● **Records of labeled points**:
++++

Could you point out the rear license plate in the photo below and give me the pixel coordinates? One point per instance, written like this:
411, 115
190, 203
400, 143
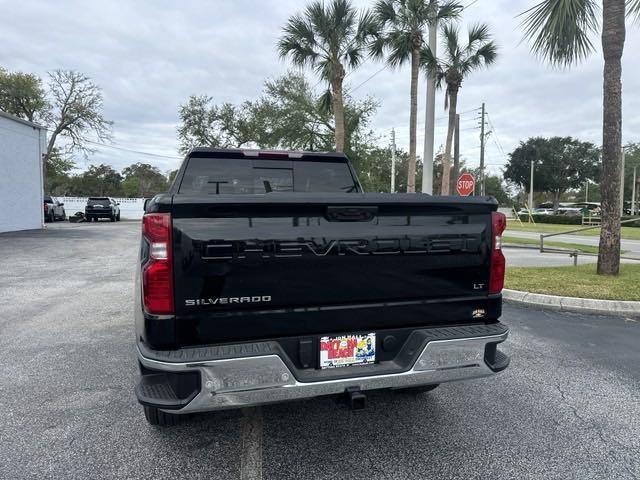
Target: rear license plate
347, 350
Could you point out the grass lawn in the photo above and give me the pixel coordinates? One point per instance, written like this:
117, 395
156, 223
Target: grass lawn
548, 243
629, 233
581, 281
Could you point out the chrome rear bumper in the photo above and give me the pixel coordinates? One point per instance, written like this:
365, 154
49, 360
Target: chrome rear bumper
256, 380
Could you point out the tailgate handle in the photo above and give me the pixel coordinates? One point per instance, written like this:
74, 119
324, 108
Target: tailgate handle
351, 214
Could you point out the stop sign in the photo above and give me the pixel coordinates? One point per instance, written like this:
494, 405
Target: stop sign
465, 184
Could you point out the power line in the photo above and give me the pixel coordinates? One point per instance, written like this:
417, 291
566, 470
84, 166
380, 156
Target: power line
130, 150
495, 136
115, 146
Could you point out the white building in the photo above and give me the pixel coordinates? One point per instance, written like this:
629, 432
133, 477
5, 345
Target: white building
22, 145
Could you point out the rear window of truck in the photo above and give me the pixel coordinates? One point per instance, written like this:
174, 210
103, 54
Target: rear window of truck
254, 176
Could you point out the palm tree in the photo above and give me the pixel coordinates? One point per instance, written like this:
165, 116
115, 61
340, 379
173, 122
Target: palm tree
560, 31
329, 38
402, 30
458, 62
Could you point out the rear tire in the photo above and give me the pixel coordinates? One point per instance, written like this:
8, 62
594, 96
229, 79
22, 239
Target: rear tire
417, 390
160, 419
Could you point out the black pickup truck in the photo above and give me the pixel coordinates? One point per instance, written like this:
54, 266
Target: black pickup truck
271, 276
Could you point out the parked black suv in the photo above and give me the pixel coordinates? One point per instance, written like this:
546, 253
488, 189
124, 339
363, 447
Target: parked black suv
102, 207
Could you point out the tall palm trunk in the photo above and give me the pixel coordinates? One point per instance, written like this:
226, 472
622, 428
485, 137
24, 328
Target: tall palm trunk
338, 112
413, 121
613, 36
452, 92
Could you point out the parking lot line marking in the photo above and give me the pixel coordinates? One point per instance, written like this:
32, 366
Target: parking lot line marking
251, 453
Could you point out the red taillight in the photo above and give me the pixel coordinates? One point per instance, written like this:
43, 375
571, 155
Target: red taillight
157, 272
496, 275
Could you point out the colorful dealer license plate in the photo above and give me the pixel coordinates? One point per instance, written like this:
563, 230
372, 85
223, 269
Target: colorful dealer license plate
347, 350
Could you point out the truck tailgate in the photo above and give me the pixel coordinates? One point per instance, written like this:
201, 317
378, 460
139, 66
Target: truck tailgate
348, 261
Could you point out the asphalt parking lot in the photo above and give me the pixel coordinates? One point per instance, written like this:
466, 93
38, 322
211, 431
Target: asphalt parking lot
567, 408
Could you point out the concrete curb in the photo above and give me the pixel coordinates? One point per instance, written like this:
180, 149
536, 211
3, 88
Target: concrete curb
572, 304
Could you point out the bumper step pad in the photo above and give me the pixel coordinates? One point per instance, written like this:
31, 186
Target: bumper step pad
157, 390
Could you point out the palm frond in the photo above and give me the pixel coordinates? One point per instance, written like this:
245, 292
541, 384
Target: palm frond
483, 57
449, 11
430, 65
560, 29
399, 45
385, 11
450, 36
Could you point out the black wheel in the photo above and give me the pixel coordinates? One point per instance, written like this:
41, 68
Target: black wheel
159, 418
418, 390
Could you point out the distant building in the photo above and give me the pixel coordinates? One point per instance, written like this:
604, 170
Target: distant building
22, 145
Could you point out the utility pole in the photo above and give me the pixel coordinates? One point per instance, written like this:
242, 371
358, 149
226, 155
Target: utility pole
622, 185
430, 114
393, 160
633, 191
482, 151
530, 206
456, 157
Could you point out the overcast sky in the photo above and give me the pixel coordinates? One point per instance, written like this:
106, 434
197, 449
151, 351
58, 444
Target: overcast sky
148, 57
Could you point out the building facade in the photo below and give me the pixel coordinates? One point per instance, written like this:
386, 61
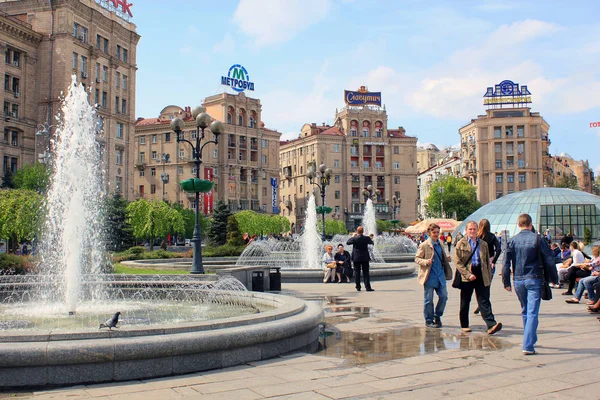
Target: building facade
504, 151
361, 151
244, 165
448, 166
81, 38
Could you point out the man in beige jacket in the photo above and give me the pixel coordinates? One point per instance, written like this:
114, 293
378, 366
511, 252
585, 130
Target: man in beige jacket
434, 271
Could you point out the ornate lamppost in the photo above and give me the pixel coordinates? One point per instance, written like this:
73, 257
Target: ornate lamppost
196, 184
323, 177
396, 204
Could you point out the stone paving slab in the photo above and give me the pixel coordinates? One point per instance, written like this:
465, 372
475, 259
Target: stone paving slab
566, 333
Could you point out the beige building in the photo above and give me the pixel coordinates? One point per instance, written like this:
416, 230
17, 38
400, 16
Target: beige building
242, 165
361, 151
51, 42
504, 151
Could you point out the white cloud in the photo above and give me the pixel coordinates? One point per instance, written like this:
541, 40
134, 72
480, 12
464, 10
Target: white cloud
225, 46
271, 22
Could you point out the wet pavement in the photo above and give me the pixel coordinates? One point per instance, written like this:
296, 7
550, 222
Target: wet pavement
375, 346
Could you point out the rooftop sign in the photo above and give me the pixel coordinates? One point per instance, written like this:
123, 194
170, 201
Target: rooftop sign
507, 93
362, 97
238, 79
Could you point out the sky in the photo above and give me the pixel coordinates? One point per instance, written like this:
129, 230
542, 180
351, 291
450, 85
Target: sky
432, 60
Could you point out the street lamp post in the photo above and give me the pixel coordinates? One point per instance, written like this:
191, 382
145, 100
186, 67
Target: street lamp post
324, 178
397, 203
441, 190
217, 128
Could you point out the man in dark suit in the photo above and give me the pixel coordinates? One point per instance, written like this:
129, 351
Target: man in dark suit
360, 256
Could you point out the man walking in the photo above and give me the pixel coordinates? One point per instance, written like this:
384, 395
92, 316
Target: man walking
529, 256
360, 257
434, 271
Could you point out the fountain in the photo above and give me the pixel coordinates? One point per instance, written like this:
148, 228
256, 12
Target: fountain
169, 324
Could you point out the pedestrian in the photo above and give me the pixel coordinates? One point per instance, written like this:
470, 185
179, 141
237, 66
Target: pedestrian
434, 271
472, 262
531, 259
360, 257
484, 233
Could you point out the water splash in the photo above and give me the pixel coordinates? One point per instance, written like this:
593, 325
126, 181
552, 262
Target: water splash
72, 241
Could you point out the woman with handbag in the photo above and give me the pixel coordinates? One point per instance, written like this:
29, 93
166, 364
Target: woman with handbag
329, 264
472, 263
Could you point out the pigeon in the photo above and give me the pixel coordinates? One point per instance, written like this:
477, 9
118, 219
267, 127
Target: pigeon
112, 322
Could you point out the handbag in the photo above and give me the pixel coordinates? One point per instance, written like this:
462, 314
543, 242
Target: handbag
457, 282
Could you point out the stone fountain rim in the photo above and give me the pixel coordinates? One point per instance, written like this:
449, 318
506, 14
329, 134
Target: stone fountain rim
283, 307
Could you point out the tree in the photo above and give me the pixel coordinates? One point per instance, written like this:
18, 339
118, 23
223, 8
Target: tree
217, 233
21, 214
33, 177
119, 233
568, 181
234, 237
153, 219
458, 196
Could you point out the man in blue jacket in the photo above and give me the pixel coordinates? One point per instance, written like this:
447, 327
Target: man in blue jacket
529, 255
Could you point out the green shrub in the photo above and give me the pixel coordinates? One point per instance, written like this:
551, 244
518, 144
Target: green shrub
11, 264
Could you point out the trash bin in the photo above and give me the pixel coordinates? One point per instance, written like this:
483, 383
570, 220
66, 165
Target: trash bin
275, 279
258, 281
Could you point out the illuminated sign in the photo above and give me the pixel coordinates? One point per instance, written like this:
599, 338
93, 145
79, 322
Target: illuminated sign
121, 7
238, 79
507, 92
362, 97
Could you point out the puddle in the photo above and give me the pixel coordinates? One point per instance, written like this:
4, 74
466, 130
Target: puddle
393, 344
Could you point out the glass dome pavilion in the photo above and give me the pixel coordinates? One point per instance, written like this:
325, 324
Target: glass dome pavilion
560, 210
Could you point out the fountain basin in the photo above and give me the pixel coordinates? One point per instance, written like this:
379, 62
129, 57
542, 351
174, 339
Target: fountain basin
29, 359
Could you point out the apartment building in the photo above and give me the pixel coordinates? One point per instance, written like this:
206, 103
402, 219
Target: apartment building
361, 150
244, 165
59, 39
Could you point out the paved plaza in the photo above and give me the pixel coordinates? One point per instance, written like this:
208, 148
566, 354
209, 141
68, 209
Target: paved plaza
390, 356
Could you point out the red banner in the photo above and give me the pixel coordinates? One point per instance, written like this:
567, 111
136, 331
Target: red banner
208, 197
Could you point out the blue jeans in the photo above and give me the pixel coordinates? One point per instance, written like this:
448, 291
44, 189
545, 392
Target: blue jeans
529, 292
587, 283
442, 293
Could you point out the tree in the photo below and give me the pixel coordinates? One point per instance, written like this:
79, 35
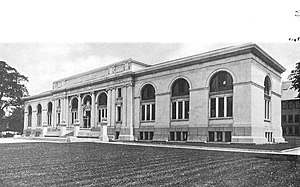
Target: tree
12, 90
295, 78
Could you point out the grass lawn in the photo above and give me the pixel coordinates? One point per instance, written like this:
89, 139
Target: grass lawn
92, 164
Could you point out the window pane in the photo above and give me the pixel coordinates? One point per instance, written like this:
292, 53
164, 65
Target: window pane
153, 111
186, 109
297, 118
141, 135
219, 136
283, 118
229, 106
213, 107
221, 107
180, 109
172, 136
151, 135
211, 136
297, 104
148, 112
283, 105
143, 112
290, 118
174, 110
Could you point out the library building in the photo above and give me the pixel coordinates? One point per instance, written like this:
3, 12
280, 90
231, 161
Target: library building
231, 94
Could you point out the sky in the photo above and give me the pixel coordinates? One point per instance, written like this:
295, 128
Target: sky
50, 40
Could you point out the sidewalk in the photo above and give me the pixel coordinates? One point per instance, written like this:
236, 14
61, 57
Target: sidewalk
294, 151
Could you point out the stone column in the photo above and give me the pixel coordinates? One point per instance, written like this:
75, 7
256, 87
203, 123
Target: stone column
76, 128
44, 129
130, 112
67, 111
63, 129
103, 135
54, 113
124, 102
79, 111
113, 107
93, 110
109, 107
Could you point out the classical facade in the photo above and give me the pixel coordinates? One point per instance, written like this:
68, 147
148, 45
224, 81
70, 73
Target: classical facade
231, 94
290, 110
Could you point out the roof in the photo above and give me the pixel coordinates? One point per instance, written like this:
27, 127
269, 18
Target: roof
287, 93
181, 62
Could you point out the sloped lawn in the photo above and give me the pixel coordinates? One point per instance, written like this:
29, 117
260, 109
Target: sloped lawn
92, 164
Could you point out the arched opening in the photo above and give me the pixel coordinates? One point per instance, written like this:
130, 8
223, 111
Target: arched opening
74, 110
49, 114
267, 97
148, 110
148, 103
221, 95
39, 115
102, 107
180, 92
29, 116
221, 103
87, 100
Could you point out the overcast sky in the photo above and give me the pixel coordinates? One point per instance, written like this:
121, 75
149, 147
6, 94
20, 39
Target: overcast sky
49, 40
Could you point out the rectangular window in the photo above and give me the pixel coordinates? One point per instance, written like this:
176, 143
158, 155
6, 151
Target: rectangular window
119, 114
291, 103
283, 118
178, 136
283, 105
119, 92
172, 136
148, 113
153, 112
141, 135
184, 135
297, 120
143, 112
213, 107
186, 110
174, 110
221, 107
228, 136
267, 109
211, 136
58, 118
146, 135
229, 106
297, 104
180, 109
151, 135
290, 118
219, 136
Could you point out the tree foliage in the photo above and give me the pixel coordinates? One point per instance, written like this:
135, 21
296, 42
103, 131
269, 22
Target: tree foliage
295, 78
12, 90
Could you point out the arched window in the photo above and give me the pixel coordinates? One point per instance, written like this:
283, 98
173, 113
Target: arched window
39, 115
221, 95
87, 102
74, 110
180, 92
102, 107
148, 103
49, 113
29, 116
267, 97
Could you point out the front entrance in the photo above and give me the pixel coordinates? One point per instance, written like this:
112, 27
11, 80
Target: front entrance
87, 119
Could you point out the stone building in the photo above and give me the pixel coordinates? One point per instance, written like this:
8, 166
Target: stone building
290, 110
231, 94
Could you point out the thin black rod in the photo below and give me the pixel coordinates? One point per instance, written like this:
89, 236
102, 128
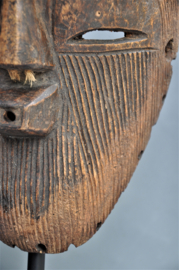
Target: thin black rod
36, 261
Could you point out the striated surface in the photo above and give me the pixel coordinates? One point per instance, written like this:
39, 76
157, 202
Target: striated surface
66, 184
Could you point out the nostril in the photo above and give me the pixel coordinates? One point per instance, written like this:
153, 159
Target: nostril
9, 116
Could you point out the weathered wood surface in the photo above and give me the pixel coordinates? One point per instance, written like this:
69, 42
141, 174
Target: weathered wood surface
58, 190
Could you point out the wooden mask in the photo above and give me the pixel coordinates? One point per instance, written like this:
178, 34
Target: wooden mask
71, 141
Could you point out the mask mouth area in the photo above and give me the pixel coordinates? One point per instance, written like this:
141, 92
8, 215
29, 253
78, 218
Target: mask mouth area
95, 36
97, 41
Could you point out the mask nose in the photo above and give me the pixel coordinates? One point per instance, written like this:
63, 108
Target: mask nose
23, 43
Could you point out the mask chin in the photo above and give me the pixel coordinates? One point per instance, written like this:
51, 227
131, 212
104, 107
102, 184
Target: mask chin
71, 179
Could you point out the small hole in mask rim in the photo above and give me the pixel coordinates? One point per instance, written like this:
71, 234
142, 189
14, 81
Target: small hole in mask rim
9, 116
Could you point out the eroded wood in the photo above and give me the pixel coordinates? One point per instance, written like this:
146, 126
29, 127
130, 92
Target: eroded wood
58, 190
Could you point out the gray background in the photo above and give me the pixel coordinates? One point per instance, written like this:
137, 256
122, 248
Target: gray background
142, 230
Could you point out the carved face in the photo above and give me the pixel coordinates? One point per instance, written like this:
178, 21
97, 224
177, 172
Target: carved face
70, 144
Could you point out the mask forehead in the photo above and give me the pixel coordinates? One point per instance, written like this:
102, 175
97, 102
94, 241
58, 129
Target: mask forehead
140, 18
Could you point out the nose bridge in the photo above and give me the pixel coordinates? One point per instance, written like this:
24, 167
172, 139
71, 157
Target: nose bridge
23, 42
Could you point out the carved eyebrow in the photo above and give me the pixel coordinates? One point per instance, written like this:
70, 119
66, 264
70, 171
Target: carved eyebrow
81, 38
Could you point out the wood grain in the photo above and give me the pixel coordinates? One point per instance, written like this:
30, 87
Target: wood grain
58, 189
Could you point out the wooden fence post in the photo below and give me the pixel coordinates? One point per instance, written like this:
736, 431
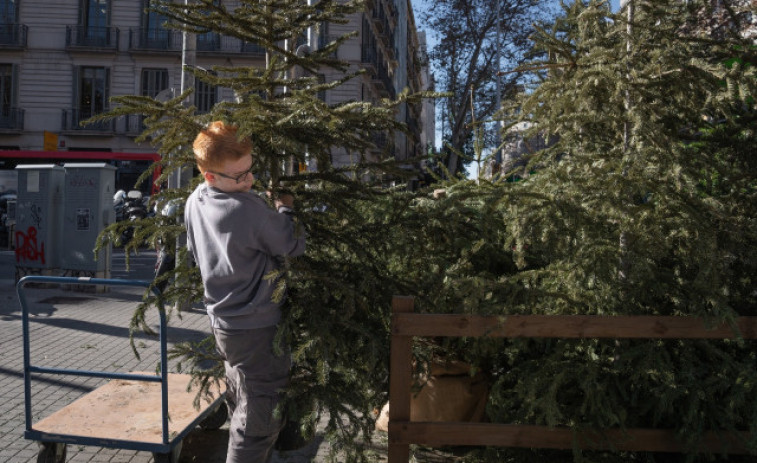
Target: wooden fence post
400, 382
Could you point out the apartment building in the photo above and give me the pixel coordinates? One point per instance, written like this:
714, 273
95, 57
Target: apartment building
62, 60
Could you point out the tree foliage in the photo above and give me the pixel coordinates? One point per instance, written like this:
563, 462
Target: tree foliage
645, 205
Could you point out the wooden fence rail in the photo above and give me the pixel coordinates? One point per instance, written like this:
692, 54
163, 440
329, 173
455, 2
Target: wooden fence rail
405, 325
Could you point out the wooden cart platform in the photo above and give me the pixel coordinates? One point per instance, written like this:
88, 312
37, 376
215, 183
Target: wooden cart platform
128, 410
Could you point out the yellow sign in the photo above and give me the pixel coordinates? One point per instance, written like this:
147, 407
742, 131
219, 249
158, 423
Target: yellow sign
51, 141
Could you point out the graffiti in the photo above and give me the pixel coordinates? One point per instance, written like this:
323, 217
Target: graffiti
82, 181
27, 247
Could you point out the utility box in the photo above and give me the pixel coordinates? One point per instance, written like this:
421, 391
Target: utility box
39, 213
88, 209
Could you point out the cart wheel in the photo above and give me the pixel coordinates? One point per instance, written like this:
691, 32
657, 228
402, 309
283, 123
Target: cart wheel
216, 419
172, 457
51, 452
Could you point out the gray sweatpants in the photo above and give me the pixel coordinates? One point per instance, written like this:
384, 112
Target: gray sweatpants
254, 376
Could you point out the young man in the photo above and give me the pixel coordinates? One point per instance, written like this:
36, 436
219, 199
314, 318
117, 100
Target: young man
237, 240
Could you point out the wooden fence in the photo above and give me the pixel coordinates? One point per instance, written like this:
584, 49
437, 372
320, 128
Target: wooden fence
406, 325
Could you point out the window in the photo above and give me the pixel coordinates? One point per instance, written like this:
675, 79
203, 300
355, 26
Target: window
10, 117
95, 19
153, 34
154, 81
92, 92
206, 96
8, 20
8, 12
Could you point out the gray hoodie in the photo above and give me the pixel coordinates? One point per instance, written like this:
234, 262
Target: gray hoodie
236, 240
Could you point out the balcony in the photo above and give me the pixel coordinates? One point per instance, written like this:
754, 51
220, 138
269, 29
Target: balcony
92, 38
11, 119
134, 124
13, 36
368, 58
154, 39
72, 123
159, 40
324, 40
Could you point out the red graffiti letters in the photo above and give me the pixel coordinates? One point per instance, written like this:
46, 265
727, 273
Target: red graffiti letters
27, 247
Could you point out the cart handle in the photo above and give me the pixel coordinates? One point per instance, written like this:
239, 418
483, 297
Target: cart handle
29, 368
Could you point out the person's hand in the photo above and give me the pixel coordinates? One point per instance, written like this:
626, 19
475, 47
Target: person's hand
284, 200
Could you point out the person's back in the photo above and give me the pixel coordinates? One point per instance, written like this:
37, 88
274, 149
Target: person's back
237, 241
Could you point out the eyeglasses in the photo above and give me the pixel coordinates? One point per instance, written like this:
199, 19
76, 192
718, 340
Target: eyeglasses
239, 178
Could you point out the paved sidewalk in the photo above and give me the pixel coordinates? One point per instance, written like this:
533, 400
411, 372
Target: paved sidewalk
90, 331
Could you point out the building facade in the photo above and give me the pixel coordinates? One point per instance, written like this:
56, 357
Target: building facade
62, 60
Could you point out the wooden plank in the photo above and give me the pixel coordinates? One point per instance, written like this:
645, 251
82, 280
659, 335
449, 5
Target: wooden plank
568, 326
526, 436
400, 380
126, 410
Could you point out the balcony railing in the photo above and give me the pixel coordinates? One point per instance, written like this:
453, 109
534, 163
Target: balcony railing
134, 124
72, 119
324, 40
92, 37
13, 35
154, 38
11, 118
368, 57
159, 39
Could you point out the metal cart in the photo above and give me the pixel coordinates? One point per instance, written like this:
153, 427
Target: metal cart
131, 411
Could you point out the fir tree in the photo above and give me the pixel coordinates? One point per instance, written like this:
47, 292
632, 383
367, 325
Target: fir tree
336, 319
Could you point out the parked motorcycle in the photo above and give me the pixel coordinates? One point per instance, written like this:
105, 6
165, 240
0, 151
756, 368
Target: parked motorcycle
134, 208
166, 261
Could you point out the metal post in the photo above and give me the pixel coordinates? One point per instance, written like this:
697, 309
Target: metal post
498, 138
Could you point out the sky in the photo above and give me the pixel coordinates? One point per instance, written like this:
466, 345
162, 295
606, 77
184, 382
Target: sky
419, 6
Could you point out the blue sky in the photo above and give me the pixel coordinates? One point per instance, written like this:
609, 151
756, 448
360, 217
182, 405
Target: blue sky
420, 5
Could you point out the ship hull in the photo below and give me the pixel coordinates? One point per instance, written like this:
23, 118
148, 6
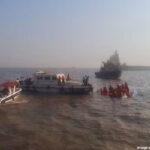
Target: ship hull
58, 89
108, 75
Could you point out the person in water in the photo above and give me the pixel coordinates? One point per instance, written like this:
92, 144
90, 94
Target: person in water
119, 91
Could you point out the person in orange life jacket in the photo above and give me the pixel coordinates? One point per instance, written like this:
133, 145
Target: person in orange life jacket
63, 79
68, 77
126, 86
104, 91
101, 91
59, 79
110, 91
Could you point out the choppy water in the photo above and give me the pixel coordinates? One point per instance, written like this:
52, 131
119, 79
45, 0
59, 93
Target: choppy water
78, 122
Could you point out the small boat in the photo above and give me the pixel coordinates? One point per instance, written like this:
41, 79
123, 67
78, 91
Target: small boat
9, 91
55, 83
110, 69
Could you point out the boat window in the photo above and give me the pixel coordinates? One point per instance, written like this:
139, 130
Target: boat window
47, 78
39, 78
54, 78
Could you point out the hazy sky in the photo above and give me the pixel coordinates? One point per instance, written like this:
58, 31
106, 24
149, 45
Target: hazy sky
73, 33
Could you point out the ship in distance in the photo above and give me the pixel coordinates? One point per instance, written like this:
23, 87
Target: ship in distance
111, 69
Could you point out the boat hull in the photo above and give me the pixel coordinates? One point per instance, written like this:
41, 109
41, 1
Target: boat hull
10, 97
59, 89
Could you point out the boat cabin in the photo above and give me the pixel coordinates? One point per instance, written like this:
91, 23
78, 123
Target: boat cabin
43, 77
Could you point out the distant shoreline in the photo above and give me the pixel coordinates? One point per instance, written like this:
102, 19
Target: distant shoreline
136, 68
124, 68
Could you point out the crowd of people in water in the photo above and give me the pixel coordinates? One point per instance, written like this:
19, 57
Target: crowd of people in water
119, 91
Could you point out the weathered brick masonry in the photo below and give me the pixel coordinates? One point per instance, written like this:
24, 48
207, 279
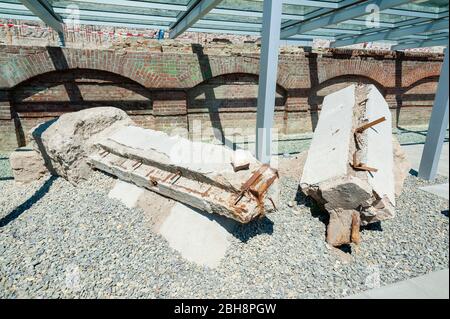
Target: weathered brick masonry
176, 86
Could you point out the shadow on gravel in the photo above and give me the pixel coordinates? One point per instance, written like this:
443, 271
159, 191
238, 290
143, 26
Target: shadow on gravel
19, 210
257, 227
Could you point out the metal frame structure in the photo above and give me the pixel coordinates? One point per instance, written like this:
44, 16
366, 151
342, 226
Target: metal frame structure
405, 23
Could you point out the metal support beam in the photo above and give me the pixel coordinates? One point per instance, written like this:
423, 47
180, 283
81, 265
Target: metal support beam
341, 15
198, 11
268, 70
393, 34
45, 12
437, 127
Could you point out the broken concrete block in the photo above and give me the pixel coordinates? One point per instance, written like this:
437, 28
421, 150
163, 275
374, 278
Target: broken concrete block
402, 166
354, 168
66, 142
199, 238
27, 165
194, 173
348, 192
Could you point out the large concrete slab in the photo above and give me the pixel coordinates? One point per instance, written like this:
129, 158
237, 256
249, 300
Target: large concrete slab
432, 286
379, 146
329, 152
152, 160
199, 238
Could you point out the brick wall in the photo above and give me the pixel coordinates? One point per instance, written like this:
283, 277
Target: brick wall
179, 85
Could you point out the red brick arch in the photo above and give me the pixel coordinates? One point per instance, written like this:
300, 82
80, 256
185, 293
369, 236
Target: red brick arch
379, 71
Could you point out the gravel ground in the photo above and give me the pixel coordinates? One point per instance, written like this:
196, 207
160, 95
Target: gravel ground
58, 241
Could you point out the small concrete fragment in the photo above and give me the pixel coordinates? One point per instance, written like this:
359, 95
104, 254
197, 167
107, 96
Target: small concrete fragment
346, 193
27, 165
66, 143
201, 239
356, 176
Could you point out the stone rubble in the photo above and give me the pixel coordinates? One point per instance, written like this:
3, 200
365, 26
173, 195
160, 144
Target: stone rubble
27, 165
212, 178
355, 168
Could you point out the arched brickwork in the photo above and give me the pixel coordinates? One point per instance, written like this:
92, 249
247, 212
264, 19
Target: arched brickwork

++++

● **Instructions for the task**:
Send back exactly the lines from the line with "Could you point out the broken" through the end of the records.

● **Task solution**:
Could you point out the broken concrete block in the photo above and give me the pixel coordinates? One point per instance, written like this:
437, 28
421, 150
163, 275
374, 278
Target: broken concrete block
402, 166
354, 168
66, 142
199, 238
27, 165
194, 173
348, 192
Could you point out the large concrete slab in the photo above and give me the pixel coordinates? One point per instance, written like this:
129, 158
237, 256
249, 300
Target: large concrete slab
432, 286
379, 146
329, 152
152, 160
199, 238
Could you point out the brick wall in the photo above and give me the pixel coordinates? One point per instance, written like this:
283, 277
Target: brick wall
179, 85
Could you point out the red brick arch in the photo above and give me the pixel coordinates? One point per instance, written like this:
300, 82
80, 256
185, 293
369, 236
Target: red brick arch
379, 71
Could you point out the gravel ground in the photo above and give me the pixel coordinates? One point per instance, written like this:
196, 207
160, 95
Target: gravel ground
58, 241
Could you point out the small concrete fragment in the photo above and give me the pixel coordinates? One point per instance, written like this:
359, 95
104, 254
197, 167
107, 96
Target: small concrete fragment
346, 193
27, 165
66, 143
201, 239
356, 176
Could you point out the stone rubble in the photo above and give me the pixel coordinates? One point per instance, written like this:
3, 200
365, 26
173, 195
160, 144
Target: stone rubble
27, 165
212, 178
355, 168
Could you point out the arched brickwork in the photo above and give me the pixel coordinates? One point per instance, written like this:
92, 249
247, 212
264, 19
Target: arched brickwork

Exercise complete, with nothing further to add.